Eerlijkheid topt de lijst van normen en waarden in de Eerste Nationale Waardepeiling, een initiatief van Bond zonder Naam. Ethiekprofessoren Koen Raes en Roger Burggraeve, de een vrijzinnige, de ander salesiaan, bespreken de resultaten.

Op nummer één bij de vragen ‘Hoe zie ik mezelf?’ en ‘Hoe ziet een ideale samenleving eruit voor mij?’ staat de waarde eerlijkheid, zo blijkt uit de enquête van Bond zonder Naam. De twee professoren fronsen de wenkbrauwen. ‘Je kunt nochtans moeilijk beweren dat eerlijkheid in onze samenleving de dominerende kernwaarde is. Of draagt men eerlijkheid zo hoog in het vaandel net omdat men in zoveel situaties oneerlijkheid tegenkomt?’ vraagt Koen Raes zich af. ‘Aristoteles wist al: je komt normen en waarden pas op het spoor in de praktijk. Ze leven in wat we doen, niet in wat we zeggen. Een discussie over normen en waarden heeft enkel zin als er in praktijkvoorbeelden wordt gesproken. Anders praat je in het ijle’, vult Roger Burggraeve zijn collega aan. Raes en Burggraeve, twee grote namen in de academische discipline ethiek, zijn elkaars tegenbeeld. Koen Raes heeft een marxistische achtergrond, is vrijmetselaar en houdt college aan de universiteit Gent, al van sinds die nog Rijksuniversiteit Gent heette. Roger Burggraeve is pater salesiaan en ging ondertussen op emeritaat na jarenlange dienst aan de Katholieke Univer-siteit Leuven, ondertussen herdoopt tot K.U.Leuven. De naamswijzigingen van hun beide alma maters zijn veelzeggend; Raes en Burggraeve blijken het ondanks een fundamenteel verschillende achtergrond namelijk vooral erg vaak met elkaar eens. Een dialoog, onder professoren.

[Fragmenten uit gegevens met puntannotaties]
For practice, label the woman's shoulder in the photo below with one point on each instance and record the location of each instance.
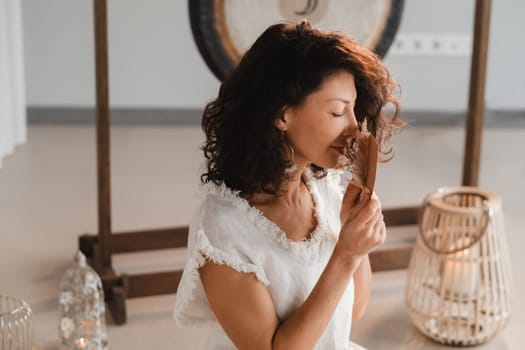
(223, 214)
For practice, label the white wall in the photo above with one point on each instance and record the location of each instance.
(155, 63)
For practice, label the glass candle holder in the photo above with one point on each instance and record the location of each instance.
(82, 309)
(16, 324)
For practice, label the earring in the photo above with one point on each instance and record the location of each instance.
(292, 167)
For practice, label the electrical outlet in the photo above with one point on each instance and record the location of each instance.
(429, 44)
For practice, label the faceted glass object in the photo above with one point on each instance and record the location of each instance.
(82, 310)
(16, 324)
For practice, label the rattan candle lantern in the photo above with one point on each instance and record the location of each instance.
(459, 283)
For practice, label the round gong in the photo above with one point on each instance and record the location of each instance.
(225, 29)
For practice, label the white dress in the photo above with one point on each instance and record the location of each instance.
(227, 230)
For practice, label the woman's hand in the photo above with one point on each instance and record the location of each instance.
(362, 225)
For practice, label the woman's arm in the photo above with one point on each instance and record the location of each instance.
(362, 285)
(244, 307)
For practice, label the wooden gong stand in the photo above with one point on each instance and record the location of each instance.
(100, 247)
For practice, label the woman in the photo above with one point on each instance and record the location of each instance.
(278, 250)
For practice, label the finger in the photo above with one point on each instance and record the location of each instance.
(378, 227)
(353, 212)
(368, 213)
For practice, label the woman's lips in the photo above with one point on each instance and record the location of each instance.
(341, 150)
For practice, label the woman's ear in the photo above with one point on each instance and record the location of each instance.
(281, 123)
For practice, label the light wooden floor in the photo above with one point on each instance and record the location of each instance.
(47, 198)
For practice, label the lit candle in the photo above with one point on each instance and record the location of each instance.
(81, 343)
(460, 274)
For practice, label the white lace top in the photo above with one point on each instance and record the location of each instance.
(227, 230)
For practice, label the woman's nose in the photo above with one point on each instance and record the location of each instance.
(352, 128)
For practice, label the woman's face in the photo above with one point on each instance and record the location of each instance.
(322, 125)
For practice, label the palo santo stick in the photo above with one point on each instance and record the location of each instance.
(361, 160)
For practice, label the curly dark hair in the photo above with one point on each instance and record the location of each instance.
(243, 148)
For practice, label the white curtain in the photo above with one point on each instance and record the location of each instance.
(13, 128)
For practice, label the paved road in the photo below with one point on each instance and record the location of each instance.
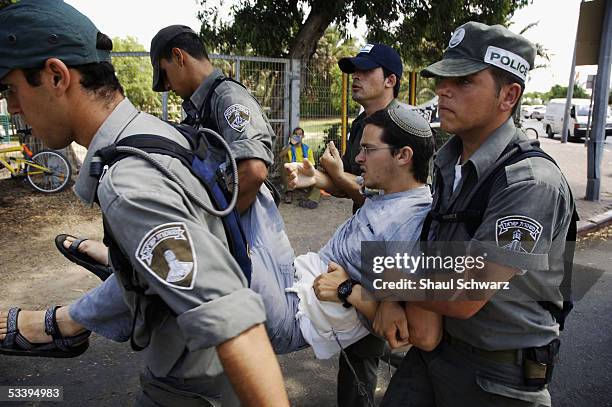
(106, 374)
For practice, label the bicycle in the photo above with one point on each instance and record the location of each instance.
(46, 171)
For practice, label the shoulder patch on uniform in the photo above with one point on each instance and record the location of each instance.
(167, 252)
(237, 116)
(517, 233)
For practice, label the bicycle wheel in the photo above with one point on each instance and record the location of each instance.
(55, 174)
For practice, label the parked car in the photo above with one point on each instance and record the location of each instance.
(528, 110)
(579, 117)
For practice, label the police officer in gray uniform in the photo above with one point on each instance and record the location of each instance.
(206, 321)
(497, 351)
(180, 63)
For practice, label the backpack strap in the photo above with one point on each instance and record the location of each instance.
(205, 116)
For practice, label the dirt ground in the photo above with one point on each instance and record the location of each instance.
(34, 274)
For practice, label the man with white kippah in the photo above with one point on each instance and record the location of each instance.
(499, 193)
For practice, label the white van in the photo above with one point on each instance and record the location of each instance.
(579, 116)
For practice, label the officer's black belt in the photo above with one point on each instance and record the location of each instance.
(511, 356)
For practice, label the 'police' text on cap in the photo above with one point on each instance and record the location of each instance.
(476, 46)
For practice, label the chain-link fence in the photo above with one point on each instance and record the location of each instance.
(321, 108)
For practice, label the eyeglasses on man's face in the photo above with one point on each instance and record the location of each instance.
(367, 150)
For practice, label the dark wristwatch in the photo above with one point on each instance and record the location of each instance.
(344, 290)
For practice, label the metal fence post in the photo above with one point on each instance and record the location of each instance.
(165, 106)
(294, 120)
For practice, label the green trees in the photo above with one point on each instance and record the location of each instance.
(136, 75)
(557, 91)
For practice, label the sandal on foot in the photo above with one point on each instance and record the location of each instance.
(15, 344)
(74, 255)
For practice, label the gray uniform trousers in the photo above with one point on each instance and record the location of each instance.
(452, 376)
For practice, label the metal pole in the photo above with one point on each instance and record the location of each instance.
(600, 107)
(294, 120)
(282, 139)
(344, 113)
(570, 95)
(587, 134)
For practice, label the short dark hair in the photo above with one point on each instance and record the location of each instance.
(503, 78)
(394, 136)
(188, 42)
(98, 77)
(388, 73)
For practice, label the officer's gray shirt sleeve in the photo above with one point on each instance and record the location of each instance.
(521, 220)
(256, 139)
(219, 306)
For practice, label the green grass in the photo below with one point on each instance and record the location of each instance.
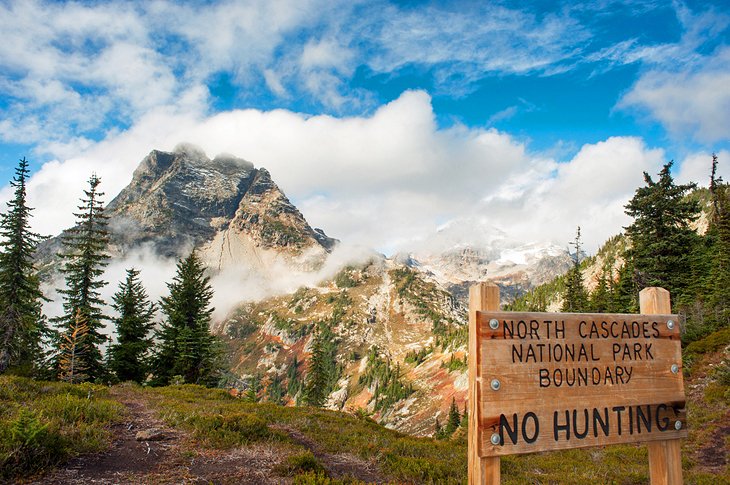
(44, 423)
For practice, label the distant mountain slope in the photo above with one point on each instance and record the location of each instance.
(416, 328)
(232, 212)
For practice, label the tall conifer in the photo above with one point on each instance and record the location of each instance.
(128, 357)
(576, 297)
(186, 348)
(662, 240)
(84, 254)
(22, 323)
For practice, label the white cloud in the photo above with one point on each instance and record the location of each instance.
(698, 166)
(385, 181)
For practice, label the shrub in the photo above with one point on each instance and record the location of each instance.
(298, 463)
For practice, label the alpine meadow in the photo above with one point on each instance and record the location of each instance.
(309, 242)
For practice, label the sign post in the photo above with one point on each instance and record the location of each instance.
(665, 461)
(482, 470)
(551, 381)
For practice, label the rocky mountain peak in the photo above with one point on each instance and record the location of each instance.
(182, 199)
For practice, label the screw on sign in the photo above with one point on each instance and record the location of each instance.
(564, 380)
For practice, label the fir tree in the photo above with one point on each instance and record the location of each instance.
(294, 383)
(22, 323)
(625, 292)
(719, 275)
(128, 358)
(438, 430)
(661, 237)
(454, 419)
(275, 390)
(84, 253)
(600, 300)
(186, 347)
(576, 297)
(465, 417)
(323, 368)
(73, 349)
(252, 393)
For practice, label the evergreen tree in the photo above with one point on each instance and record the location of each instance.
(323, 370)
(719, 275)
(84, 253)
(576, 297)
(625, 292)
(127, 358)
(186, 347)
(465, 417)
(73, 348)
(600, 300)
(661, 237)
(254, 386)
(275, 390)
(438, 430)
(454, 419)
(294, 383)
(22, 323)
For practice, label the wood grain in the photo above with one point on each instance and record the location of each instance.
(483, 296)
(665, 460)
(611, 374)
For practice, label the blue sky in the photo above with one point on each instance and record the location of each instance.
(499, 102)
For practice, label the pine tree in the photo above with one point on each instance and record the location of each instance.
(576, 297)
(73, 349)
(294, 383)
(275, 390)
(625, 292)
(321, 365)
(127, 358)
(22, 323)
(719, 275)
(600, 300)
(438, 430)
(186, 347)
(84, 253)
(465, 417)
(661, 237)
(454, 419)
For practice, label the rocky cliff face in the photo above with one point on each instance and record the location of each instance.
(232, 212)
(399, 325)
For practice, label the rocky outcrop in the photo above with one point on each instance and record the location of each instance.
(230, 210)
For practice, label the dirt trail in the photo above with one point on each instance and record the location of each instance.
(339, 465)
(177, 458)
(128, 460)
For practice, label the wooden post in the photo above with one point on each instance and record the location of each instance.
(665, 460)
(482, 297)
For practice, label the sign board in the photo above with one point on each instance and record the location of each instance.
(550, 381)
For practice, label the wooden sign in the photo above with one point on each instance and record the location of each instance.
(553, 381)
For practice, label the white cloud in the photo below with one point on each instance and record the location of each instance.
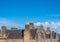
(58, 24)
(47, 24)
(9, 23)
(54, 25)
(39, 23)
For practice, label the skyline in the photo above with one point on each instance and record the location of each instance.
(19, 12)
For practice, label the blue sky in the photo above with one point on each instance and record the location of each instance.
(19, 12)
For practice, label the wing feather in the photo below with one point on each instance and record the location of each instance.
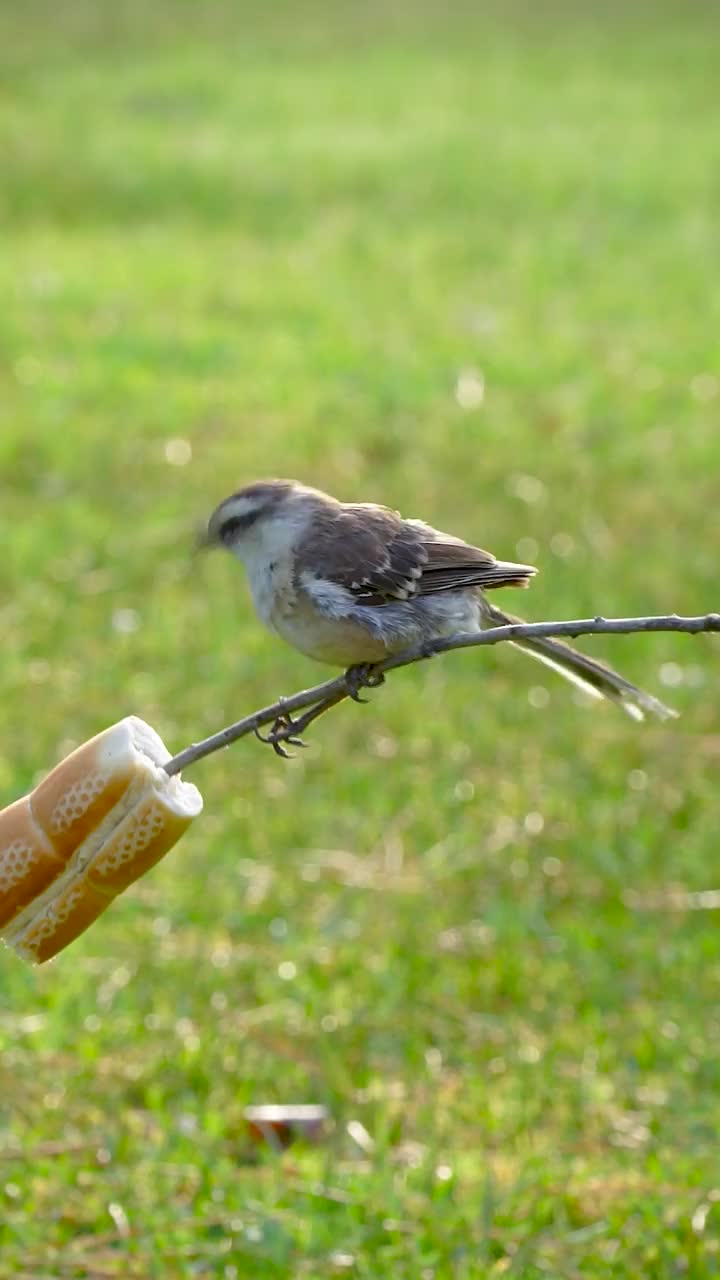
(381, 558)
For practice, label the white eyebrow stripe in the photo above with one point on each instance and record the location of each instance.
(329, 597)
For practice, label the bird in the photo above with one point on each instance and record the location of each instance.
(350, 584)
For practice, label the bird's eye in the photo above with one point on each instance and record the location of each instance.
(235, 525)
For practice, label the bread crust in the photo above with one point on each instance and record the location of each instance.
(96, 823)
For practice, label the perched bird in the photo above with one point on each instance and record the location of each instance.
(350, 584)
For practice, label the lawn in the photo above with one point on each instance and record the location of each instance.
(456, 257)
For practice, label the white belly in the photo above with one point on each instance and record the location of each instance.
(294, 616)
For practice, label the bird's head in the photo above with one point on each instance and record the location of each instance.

TE ONDERNEMEN STAPPEN –
A. Noteer alsjeblieft het stuk van "Eerlijkheid topt de" tot en met "bespreken de resultaten." letterlijk uit de tekst over de Nationale Waardepeiling.
B. Beantwoord de volgende vragen over de tekst over de Nationale Waardepeiling.
(i) Welke waarde staat volgens de enquête op nummer één?
(ii) Aan welke universiteit geeft Koen Raes college?
(iii) Hoe heet de Katholieke Universiteit Leuven na de naamswijziging?

SCHRIFTELIJKE ANTWOORDEN –
A.
Eerlijkheid topt de lijst van normen en waarden in de Eerste Nationale Waardepeiling, een initiatief van Bond zonder Naam. Ethiekprofessoren Koen Raes en Roger Burggraeve, de een vrijzinnige, de ander salesiaan, bespreken de resultaten.

B.
(i) Eerlijkheid.
(ii) De universiteit Gent.
(iii) K.U.Leuven.